• [Data for this task]:
====
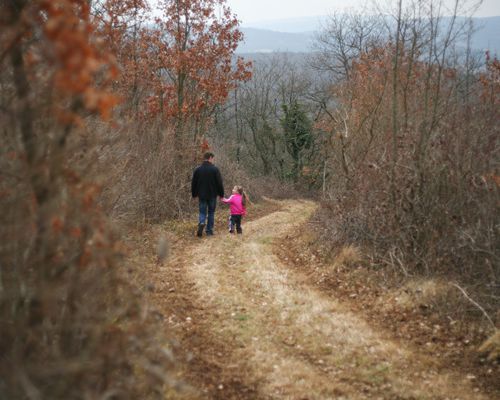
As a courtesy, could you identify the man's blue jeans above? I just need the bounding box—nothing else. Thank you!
[198,197,217,235]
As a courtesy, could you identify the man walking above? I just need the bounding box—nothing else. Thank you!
[191,152,224,237]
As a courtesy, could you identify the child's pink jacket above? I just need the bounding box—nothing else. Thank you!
[221,193,247,215]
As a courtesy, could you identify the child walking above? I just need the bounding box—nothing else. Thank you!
[221,186,247,234]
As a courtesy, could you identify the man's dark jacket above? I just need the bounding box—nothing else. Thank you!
[191,161,224,200]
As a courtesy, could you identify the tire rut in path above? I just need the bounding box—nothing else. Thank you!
[179,200,485,399]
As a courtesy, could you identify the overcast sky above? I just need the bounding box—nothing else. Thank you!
[226,0,500,25]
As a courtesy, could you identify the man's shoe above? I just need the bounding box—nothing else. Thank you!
[196,224,205,237]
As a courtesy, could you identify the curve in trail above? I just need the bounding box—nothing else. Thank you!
[181,200,484,399]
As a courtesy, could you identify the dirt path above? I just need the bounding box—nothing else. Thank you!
[144,200,487,400]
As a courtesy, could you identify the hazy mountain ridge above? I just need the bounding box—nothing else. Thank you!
[238,16,500,54]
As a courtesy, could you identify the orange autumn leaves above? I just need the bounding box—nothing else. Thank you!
[35,0,118,123]
[146,0,251,121]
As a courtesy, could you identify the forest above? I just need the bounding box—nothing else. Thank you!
[0,0,500,400]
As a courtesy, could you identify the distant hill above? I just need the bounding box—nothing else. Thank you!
[238,16,500,54]
[238,28,313,53]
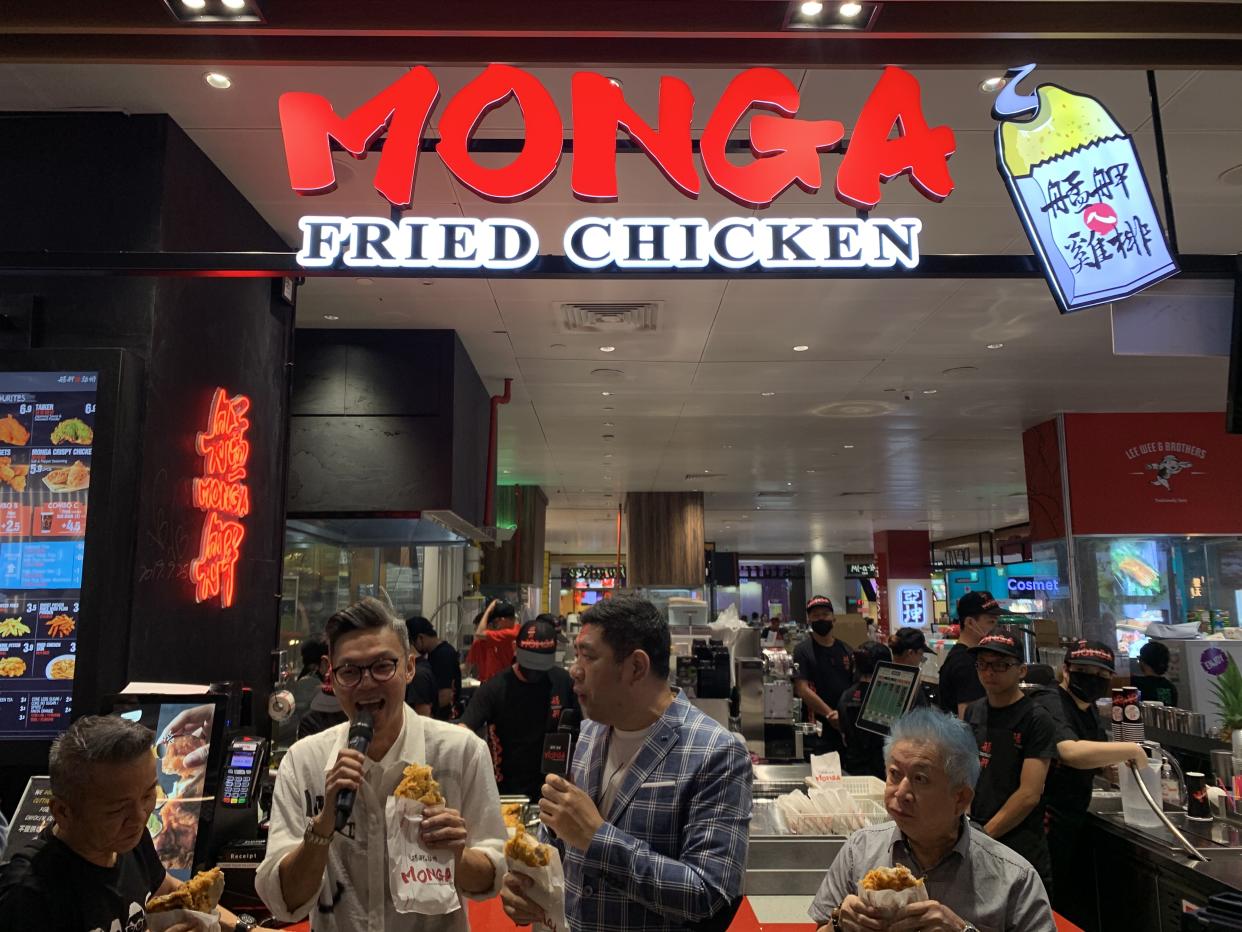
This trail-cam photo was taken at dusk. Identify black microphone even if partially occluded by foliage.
[337,708,375,831]
[543,708,582,777]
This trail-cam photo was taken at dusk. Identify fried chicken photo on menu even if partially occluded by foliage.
[392,764,445,805]
[0,414,30,446]
[862,864,923,890]
[147,867,225,912]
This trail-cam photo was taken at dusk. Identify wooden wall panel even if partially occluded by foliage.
[626,492,704,589]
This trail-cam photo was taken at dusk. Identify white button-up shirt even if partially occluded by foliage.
[255,707,507,932]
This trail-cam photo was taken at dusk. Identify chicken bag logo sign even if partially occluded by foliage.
[1125,441,1207,505]
[190,388,250,608]
[992,65,1177,312]
[279,65,955,271]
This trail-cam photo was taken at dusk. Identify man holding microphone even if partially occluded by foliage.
[255,599,505,932]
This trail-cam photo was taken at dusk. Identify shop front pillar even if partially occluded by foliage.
[873,531,932,635]
[805,551,846,613]
[626,492,707,589]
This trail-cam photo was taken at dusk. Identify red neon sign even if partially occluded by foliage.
[279,65,956,209]
[190,388,250,608]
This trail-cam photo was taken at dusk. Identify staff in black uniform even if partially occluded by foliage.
[837,641,893,779]
[794,595,853,754]
[965,628,1057,890]
[938,592,1001,717]
[1031,641,1148,921]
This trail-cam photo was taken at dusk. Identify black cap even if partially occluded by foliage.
[514,620,556,670]
[888,628,935,654]
[970,625,1026,664]
[405,615,436,641]
[1066,641,1117,672]
[958,590,1005,621]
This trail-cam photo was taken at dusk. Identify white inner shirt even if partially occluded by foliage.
[600,718,660,819]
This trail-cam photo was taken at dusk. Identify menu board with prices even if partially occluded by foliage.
[0,372,98,741]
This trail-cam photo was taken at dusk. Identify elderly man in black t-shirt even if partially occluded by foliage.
[0,716,244,932]
[965,626,1057,890]
[794,595,853,754]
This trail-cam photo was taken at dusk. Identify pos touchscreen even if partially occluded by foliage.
[103,693,226,880]
[858,660,919,737]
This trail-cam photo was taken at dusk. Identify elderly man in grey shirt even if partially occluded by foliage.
[810,708,1056,932]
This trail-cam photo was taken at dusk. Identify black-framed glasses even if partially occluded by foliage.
[975,660,1017,674]
[332,657,401,687]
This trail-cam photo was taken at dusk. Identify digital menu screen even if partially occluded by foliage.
[0,372,98,741]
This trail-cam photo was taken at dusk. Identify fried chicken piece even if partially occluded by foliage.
[862,864,923,890]
[504,825,551,867]
[147,867,225,912]
[392,764,445,805]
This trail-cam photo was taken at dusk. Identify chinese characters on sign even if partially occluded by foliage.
[190,388,250,608]
[897,585,928,628]
[992,65,1177,311]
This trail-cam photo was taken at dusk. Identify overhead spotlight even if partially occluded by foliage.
[164,0,267,26]
[785,0,882,32]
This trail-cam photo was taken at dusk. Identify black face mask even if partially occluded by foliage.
[1069,670,1113,702]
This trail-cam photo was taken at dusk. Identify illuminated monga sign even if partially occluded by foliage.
[190,388,250,608]
[279,65,955,270]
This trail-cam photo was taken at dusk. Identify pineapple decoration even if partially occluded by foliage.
[1212,657,1242,741]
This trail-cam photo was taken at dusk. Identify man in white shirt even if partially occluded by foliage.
[256,599,505,932]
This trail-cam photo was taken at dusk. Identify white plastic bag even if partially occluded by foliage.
[147,910,220,932]
[384,797,462,916]
[504,845,569,932]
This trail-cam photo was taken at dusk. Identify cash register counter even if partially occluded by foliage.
[1067,793,1242,932]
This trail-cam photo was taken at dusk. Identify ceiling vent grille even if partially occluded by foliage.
[558,301,662,333]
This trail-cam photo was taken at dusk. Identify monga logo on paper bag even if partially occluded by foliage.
[992,65,1177,312]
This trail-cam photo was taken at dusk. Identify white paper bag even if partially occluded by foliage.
[385,797,462,916]
[147,910,220,932]
[858,881,928,921]
[504,845,569,932]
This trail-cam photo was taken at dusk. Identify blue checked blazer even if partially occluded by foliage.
[554,692,753,932]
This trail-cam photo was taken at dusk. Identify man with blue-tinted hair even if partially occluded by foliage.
[810,708,1056,932]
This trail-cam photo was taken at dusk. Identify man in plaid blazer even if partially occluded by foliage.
====
• [What you should do]: Please write out the entries again starting at the line that contains "This trail-cam photo was taken at dusk. Identify staff" and ending at the line that contains "[1031,641,1148,921]", with every line in that span kept unchanged except that each bounding-box coordinate is shifted up by 69.

• [Result of this task]:
This trail-cam photo was taken at dusk. Identify staff in black uniform even if partially occluded by foliage.
[906,710,962,848]
[863,664,922,823]
[1034,697,1126,959]
[1007,661,1070,786]
[1100,710,1217,990]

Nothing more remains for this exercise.